### AVAILABLE DATA
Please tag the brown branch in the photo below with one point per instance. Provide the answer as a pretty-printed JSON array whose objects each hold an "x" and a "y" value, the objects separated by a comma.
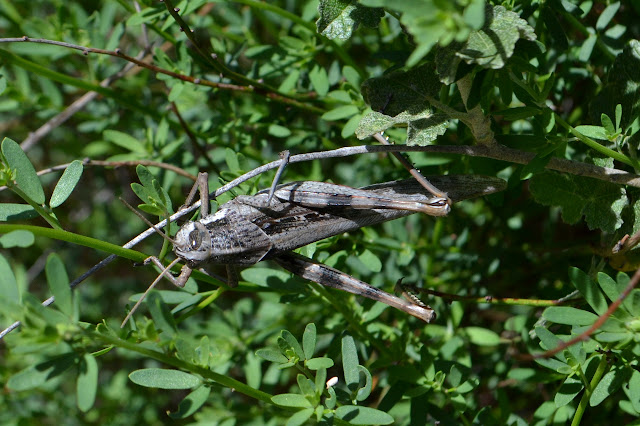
[
  {"x": 596, "y": 325},
  {"x": 263, "y": 91}
]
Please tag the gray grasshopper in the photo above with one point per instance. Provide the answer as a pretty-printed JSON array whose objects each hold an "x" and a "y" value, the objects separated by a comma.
[{"x": 267, "y": 225}]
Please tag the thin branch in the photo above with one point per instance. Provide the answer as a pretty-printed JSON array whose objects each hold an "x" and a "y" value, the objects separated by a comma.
[
  {"x": 254, "y": 88},
  {"x": 490, "y": 299},
  {"x": 77, "y": 105},
  {"x": 596, "y": 325},
  {"x": 194, "y": 139},
  {"x": 98, "y": 163},
  {"x": 497, "y": 152}
]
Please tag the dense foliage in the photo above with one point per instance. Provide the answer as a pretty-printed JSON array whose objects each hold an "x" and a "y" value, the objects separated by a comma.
[{"x": 131, "y": 99}]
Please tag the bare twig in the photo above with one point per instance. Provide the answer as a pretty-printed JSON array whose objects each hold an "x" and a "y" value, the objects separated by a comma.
[
  {"x": 412, "y": 170},
  {"x": 497, "y": 152},
  {"x": 256, "y": 87}
]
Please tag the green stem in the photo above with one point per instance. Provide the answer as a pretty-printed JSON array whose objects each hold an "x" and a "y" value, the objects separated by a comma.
[
  {"x": 593, "y": 144},
  {"x": 175, "y": 362},
  {"x": 342, "y": 54},
  {"x": 59, "y": 234},
  {"x": 584, "y": 401}
]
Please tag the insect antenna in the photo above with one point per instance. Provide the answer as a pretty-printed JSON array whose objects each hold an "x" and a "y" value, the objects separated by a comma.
[
  {"x": 145, "y": 220},
  {"x": 153, "y": 284}
]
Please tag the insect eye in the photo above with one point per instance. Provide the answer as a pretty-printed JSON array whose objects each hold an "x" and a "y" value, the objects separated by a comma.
[{"x": 195, "y": 239}]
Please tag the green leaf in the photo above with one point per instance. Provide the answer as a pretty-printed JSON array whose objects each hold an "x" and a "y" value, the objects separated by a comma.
[
  {"x": 340, "y": 18},
  {"x": 39, "y": 374},
  {"x": 371, "y": 261},
  {"x": 357, "y": 415},
  {"x": 571, "y": 387},
  {"x": 8, "y": 285},
  {"x": 607, "y": 124},
  {"x": 622, "y": 86},
  {"x": 403, "y": 91},
  {"x": 607, "y": 15},
  {"x": 341, "y": 112},
  {"x": 25, "y": 174},
  {"x": 365, "y": 390},
  {"x": 272, "y": 355},
  {"x": 161, "y": 313},
  {"x": 350, "y": 363},
  {"x": 87, "y": 384},
  {"x": 300, "y": 418},
  {"x": 488, "y": 47},
  {"x": 164, "y": 379},
  {"x": 125, "y": 141},
  {"x": 589, "y": 290},
  {"x": 587, "y": 48},
  {"x": 14, "y": 211},
  {"x": 192, "y": 403},
  {"x": 608, "y": 286},
  {"x": 568, "y": 315},
  {"x": 319, "y": 80},
  {"x": 518, "y": 113},
  {"x": 66, "y": 184},
  {"x": 293, "y": 343},
  {"x": 318, "y": 363},
  {"x": 549, "y": 340},
  {"x": 17, "y": 238},
  {"x": 474, "y": 14},
  {"x": 291, "y": 400},
  {"x": 279, "y": 131},
  {"x": 306, "y": 385},
  {"x": 609, "y": 384},
  {"x": 309, "y": 341},
  {"x": 58, "y": 281},
  {"x": 601, "y": 203},
  {"x": 482, "y": 336},
  {"x": 594, "y": 132},
  {"x": 633, "y": 390}
]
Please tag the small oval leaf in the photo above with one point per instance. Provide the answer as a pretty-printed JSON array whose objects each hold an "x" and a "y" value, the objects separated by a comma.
[
  {"x": 17, "y": 238},
  {"x": 8, "y": 284},
  {"x": 568, "y": 315},
  {"x": 291, "y": 400},
  {"x": 66, "y": 184},
  {"x": 164, "y": 379}
]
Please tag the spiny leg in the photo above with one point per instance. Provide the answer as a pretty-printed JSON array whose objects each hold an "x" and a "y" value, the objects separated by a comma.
[
  {"x": 330, "y": 277},
  {"x": 202, "y": 186}
]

### THE TASK
Every line above should be repeated exactly; pictures stay out of the copy.

### SOLUTION TO THE EXERCISE
Please tag the brown branch in the photo below with one point per instance. Provide the answer as a pretty-printed JSON array whose objects each hold an "x" and a "y" value, the objects separated by a comma.
[
  {"x": 596, "y": 325},
  {"x": 263, "y": 91}
]
Please tag the gray grasshopper in the photo above with one point per instance. Provide the answer as a pretty-printed JSON array whose objects each hold an "x" and a "y" value, the objects separated by a comma.
[{"x": 267, "y": 225}]
Please tag the thin branch in the photo above with one point per instance. Provide the answer as a pretty-printed JSON array whose objects each hold an "x" and a "y" value, the objects separated by a comma.
[
  {"x": 254, "y": 88},
  {"x": 490, "y": 299},
  {"x": 77, "y": 105},
  {"x": 596, "y": 325},
  {"x": 194, "y": 139},
  {"x": 98, "y": 163},
  {"x": 497, "y": 152}
]
Please tag the dense foliage in the photo above with one point per instance. Provide the answer as a pretty-printed JSON array whose objects each hold an "x" and a "y" value, the objects separated by a comma.
[{"x": 131, "y": 99}]
Please tag the bare twig in the photo above with one point per instance. Provide the answer as a pretty-printed JSON array whose objects each hold an "x" and a "y" value, the objects separated by a comma.
[
  {"x": 412, "y": 170},
  {"x": 497, "y": 152},
  {"x": 256, "y": 87}
]
Please tag the green stem in the photo above with one point per instance. Provide the answer as a pretty-printed JSON array whose objects each hold an "x" and a "y" value, the objects separated by a comma.
[
  {"x": 593, "y": 144},
  {"x": 175, "y": 362},
  {"x": 342, "y": 54},
  {"x": 59, "y": 234},
  {"x": 584, "y": 401}
]
Please tag the insect antenna in the photo above with one point per instance. Provide the answer as a pretty-printed JSON array whose objects each hold an "x" and a "y" value, the objects separated by a comma.
[
  {"x": 145, "y": 220},
  {"x": 153, "y": 284}
]
Please tag the insect eye in the photo above with one point per instance. Provide the answer as a pretty-printed JSON array whose objects each hold an "x" and a "y" value, the objects separated by a comma.
[{"x": 195, "y": 239}]
Please tag the green leaf in the photo above with one point per instance. Provide the answer as a pretty-printed JSON array whose objects each hold an "x" and a "y" value, the objects separated by a comma.
[
  {"x": 340, "y": 18},
  {"x": 39, "y": 374},
  {"x": 371, "y": 261},
  {"x": 357, "y": 415},
  {"x": 571, "y": 387},
  {"x": 8, "y": 285},
  {"x": 607, "y": 124},
  {"x": 622, "y": 86},
  {"x": 403, "y": 91},
  {"x": 607, "y": 15},
  {"x": 341, "y": 112},
  {"x": 25, "y": 174},
  {"x": 365, "y": 390},
  {"x": 272, "y": 355},
  {"x": 161, "y": 313},
  {"x": 350, "y": 363},
  {"x": 87, "y": 384},
  {"x": 300, "y": 418},
  {"x": 488, "y": 47},
  {"x": 164, "y": 379},
  {"x": 125, "y": 141},
  {"x": 589, "y": 290},
  {"x": 587, "y": 48},
  {"x": 14, "y": 211},
  {"x": 192, "y": 403},
  {"x": 608, "y": 286},
  {"x": 568, "y": 315},
  {"x": 319, "y": 80},
  {"x": 518, "y": 113},
  {"x": 66, "y": 184},
  {"x": 293, "y": 343},
  {"x": 318, "y": 363},
  {"x": 549, "y": 340},
  {"x": 17, "y": 238},
  {"x": 474, "y": 14},
  {"x": 291, "y": 400},
  {"x": 279, "y": 131},
  {"x": 306, "y": 385},
  {"x": 609, "y": 384},
  {"x": 309, "y": 341},
  {"x": 58, "y": 281},
  {"x": 601, "y": 203},
  {"x": 482, "y": 336},
  {"x": 594, "y": 132},
  {"x": 633, "y": 390}
]
Please tag the small oval leaf in the photo above with one point per instance. Provide the answer as a pretty-printed JSON array whose objects each hold an "x" and a "y" value, the objects separated by a comma.
[
  {"x": 17, "y": 238},
  {"x": 8, "y": 284},
  {"x": 568, "y": 315},
  {"x": 291, "y": 400},
  {"x": 66, "y": 184},
  {"x": 164, "y": 379}
]
Please tag the spiny leg in the photo above with one point per instance. Provide the answer as a pretty-printed JSON array whose objects each hold an "x" and a "y" value, the objects separated by a comma.
[
  {"x": 330, "y": 277},
  {"x": 202, "y": 186}
]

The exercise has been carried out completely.